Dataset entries
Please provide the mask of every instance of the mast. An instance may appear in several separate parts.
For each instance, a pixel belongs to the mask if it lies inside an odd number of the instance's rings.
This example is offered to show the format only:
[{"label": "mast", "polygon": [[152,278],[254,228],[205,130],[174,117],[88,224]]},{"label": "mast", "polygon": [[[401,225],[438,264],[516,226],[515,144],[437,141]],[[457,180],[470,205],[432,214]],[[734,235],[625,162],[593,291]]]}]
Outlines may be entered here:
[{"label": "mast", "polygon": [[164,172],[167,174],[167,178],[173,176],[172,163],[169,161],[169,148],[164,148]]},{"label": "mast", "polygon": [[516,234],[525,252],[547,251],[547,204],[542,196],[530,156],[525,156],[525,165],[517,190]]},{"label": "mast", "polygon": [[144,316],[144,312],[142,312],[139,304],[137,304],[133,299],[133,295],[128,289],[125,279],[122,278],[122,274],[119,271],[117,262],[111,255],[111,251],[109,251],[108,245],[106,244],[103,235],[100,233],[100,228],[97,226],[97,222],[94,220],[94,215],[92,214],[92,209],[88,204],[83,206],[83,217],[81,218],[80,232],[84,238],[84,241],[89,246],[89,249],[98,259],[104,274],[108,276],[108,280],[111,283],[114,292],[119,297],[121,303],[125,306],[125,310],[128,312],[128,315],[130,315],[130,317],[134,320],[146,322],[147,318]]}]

[Task directions] Exactly as given, please retype all the entries.

[Exercise result]
Please provide the mask of every instance of the mast. An instance may appear in several separate parts.
For each instance, a pixel belongs to the mask if it lies inside an odd number of the instance's rings.
This example is offered to show the format only:
[{"label": "mast", "polygon": [[152,278],[254,228],[205,130],[174,117],[88,224]]},{"label": "mast", "polygon": [[[401,225],[438,264],[516,226],[515,144],[437,141]],[[457,180],[470,205],[432,214]],[[734,235],[625,162],[593,291]]]}]
Outlines may be entered here:
[{"label": "mast", "polygon": [[164,172],[167,174],[167,178],[173,176],[172,163],[169,161],[169,148],[164,148]]},{"label": "mast", "polygon": [[516,234],[525,252],[547,251],[547,204],[542,196],[530,156],[525,156],[525,165],[517,190]]},{"label": "mast", "polygon": [[144,316],[144,312],[142,312],[139,304],[137,304],[133,299],[133,295],[128,289],[125,279],[122,278],[122,274],[119,271],[117,262],[111,255],[111,251],[109,251],[108,245],[106,244],[103,235],[100,233],[100,228],[97,226],[97,222],[94,220],[94,215],[92,214],[92,209],[88,204],[83,206],[83,217],[81,218],[80,232],[84,238],[84,241],[89,246],[89,249],[98,259],[104,274],[108,276],[108,280],[111,283],[114,292],[119,297],[121,303],[125,306],[125,310],[128,312],[128,315],[130,315],[130,317],[134,320],[146,322],[147,318]]}]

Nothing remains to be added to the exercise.